Given task => Write down every entry below once more, exactly.

■ ■ ■ ■ ■ ■ ■

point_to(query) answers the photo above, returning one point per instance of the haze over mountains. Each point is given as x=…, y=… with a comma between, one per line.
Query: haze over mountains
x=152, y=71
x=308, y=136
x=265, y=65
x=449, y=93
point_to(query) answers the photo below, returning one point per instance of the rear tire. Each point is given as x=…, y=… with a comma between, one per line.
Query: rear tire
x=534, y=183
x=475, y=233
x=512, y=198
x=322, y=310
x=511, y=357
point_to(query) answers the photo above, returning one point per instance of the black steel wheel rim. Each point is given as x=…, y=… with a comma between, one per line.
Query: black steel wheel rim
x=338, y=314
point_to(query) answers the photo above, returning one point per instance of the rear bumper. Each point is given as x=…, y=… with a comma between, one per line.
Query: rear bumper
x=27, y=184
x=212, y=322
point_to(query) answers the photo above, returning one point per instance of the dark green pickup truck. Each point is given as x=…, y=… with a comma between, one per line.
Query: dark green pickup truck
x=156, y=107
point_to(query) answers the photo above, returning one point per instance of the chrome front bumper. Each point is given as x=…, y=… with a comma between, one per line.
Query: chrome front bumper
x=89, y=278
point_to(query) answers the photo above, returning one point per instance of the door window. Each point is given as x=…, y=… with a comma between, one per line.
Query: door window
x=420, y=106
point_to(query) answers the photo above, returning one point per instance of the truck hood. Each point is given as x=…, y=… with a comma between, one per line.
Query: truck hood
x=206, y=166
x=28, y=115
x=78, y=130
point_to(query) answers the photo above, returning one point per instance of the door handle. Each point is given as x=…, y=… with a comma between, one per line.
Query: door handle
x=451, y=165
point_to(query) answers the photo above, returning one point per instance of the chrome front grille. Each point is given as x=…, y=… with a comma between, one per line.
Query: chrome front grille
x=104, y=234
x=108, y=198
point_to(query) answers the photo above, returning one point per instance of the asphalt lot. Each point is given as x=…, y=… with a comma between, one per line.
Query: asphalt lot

■ ■ ■ ■ ■ ■ ■

Result =>
point_to(query) answers the photo above, returning one point per instance of the haze over mountains. Each point is given as x=…, y=… with a comma between, one per line.
Query: haze over mountains
x=152, y=71
x=308, y=136
x=265, y=65
x=449, y=93
point_to(query) answers the photo below, returning one point per instance of the rear tire. Each point is given as x=…, y=… with a comma between, one per line.
Query: rear tire
x=534, y=183
x=475, y=233
x=512, y=198
x=322, y=310
x=511, y=357
point_to(query) answers the photo above, returning one point per instance of the black steel wheel rim. Each point is given as x=…, y=… with a comma between, one per line.
Query: black steel wheel rim
x=338, y=314
point_to(query) answers the photo above, returning one point per instance of the rear bumper. Each point is given as x=…, y=… with a comma between, one per line.
Query: rear bumper
x=27, y=184
x=212, y=322
point_to(query) answers the photo above, returning one point per instance of the dark green pickup truck. Each point is given as x=…, y=… with a comma between, one per line.
Query: dark green pickup truck
x=156, y=107
point_to(query) answers the photo above, returning one point per instance of the chrome front bumper. Each point is given as x=…, y=… with a comma between, one per line.
Query: chrome front bumper
x=89, y=278
point_to(query) answers the photo above, returning one point per instance of the door window. Each point is given as x=…, y=… with a comma between, one per line.
Query: door window
x=420, y=106
point_to(query) answers the photo above, returning one point per instance of the truck hood. Each point is given as x=…, y=… with a comma between, one per line.
Query: truck hood
x=206, y=166
x=28, y=115
x=78, y=130
point_to(query) answers the photo above, returning one point per instance of the door handle. Each point is given as x=…, y=… with a comma between, one per line.
Query: door handle
x=451, y=165
point_to(query) answers the photo above, returning one point per instance of the chrome front grille. Each point is given as x=…, y=… with a comma between, one per line.
Query: chrome front grille
x=104, y=234
x=108, y=198
point_to(query) answers the photo above, returning one point per instance of the asphalt lot. Each point is given as x=…, y=… with a comma between, one per line.
Query: asphalt lot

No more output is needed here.